(Work to be completed): Please rewrite the listing from the line with "Where can you spot the white pearl" to the line with "column 58, row 309", putting "bead" wherever "pearl" appears and leaving everything else unchanged.

======== Task data ========

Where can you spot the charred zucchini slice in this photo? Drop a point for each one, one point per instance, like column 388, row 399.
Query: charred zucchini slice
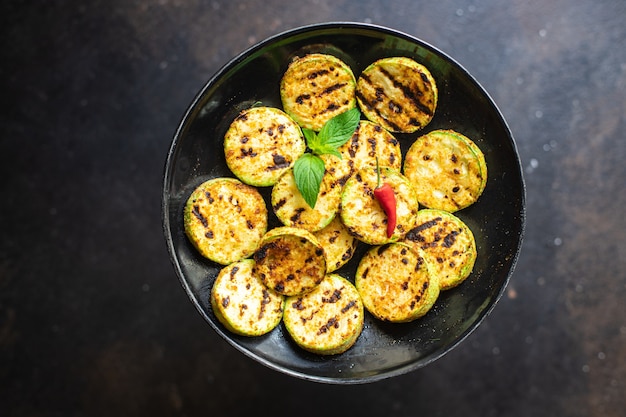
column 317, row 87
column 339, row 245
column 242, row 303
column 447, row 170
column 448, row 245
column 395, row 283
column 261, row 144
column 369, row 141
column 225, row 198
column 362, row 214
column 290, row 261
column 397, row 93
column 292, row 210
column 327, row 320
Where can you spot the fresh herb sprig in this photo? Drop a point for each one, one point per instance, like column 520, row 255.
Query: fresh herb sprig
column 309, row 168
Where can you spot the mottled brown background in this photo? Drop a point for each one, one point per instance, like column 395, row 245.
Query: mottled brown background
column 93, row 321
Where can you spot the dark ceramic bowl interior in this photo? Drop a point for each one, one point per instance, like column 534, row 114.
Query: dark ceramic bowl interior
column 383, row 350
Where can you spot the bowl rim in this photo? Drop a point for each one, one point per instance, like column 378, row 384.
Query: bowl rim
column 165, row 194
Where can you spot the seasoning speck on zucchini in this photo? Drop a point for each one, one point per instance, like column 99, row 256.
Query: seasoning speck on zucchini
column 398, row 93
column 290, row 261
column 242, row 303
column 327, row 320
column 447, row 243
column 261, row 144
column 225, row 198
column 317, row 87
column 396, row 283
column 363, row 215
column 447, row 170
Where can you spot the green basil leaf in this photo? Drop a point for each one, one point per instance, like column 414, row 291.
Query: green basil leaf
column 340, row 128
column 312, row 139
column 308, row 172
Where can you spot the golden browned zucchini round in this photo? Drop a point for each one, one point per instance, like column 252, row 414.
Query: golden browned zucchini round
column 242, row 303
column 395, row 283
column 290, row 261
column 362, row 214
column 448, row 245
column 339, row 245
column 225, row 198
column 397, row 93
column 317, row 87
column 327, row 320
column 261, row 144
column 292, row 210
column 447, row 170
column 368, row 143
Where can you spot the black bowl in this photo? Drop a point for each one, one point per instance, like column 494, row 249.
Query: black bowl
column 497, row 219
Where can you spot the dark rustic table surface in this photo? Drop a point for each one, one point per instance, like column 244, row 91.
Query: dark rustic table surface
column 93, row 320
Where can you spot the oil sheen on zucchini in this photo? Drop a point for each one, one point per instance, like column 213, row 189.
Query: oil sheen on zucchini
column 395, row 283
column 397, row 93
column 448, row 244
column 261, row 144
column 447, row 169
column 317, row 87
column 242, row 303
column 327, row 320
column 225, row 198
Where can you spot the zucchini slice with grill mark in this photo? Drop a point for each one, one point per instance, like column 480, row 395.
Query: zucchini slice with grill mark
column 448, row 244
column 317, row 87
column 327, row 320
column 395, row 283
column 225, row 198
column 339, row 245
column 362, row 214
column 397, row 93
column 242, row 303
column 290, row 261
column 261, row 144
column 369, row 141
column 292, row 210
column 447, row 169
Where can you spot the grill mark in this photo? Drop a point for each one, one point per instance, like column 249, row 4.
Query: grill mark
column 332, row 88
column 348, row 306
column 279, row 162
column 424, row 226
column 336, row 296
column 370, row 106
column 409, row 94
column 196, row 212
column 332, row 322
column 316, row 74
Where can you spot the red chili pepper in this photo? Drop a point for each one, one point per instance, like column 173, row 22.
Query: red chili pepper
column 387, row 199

========
======== Task data ========

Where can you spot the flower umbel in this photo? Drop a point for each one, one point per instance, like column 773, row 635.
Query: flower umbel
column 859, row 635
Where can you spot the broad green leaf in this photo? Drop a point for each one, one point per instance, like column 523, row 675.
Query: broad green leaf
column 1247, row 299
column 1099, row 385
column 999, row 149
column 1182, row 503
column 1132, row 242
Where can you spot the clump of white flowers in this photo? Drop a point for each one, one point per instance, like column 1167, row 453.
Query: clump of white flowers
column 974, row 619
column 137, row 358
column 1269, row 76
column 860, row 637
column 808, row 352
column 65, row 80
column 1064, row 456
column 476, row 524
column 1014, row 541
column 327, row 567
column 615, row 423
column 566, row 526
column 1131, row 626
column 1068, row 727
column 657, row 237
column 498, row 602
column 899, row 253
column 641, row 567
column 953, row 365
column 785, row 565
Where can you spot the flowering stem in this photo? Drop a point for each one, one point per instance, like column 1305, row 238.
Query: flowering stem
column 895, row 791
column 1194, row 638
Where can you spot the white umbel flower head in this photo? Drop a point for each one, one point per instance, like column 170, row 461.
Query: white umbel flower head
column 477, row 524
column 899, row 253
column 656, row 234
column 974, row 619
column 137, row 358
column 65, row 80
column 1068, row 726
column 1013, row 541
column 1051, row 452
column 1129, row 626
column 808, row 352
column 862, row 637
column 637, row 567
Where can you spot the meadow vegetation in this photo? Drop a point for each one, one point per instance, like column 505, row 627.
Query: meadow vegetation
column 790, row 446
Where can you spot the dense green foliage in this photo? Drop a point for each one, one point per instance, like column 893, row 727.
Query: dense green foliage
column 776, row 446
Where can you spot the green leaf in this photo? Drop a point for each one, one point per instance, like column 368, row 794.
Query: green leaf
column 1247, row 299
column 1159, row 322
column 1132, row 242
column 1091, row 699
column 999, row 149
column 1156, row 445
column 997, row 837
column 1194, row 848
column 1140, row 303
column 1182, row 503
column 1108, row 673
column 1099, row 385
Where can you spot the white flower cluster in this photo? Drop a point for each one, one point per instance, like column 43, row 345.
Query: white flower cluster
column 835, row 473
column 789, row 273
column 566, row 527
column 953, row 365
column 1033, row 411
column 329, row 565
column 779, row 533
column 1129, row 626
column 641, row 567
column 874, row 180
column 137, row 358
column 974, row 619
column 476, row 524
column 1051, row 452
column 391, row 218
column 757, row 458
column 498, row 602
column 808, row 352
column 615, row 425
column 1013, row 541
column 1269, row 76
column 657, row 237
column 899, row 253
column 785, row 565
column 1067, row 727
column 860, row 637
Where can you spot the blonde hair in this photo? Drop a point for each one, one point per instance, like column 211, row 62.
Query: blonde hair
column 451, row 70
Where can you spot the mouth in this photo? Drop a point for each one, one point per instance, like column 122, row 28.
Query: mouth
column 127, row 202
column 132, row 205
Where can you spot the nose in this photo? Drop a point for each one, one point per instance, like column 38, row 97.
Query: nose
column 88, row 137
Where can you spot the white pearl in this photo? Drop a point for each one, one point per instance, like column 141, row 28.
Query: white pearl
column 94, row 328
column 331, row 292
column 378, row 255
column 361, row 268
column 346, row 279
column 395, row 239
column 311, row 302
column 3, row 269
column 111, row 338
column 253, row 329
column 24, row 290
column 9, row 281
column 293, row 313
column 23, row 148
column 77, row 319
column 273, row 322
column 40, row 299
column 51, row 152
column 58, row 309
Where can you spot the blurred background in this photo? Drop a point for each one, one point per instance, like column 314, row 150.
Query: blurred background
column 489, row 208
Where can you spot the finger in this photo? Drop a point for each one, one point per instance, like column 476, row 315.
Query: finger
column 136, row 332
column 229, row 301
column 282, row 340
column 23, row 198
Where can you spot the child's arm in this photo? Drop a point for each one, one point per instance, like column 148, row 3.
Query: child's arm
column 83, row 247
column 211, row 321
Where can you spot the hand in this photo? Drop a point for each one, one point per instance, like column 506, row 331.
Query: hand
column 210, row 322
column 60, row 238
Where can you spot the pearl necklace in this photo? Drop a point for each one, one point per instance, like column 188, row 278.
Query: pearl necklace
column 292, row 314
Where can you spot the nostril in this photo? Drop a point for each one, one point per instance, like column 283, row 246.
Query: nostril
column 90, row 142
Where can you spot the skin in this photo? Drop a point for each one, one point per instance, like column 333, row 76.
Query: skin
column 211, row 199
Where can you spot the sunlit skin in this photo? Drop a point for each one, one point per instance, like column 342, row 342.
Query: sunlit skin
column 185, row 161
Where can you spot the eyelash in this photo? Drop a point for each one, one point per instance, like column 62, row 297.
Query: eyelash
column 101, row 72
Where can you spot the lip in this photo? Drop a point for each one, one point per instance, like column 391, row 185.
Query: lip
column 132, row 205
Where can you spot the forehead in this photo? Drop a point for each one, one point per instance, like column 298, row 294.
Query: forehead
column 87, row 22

========

(In response):
Where can you spot the white bead in this photo? Drop a point for each one, one point per instance, like column 141, row 28.
Query: white bead
column 94, row 328
column 331, row 292
column 378, row 255
column 361, row 268
column 346, row 279
column 395, row 239
column 311, row 302
column 3, row 269
column 111, row 338
column 253, row 329
column 24, row 290
column 9, row 281
column 293, row 313
column 23, row 148
column 77, row 319
column 273, row 322
column 40, row 299
column 51, row 152
column 58, row 309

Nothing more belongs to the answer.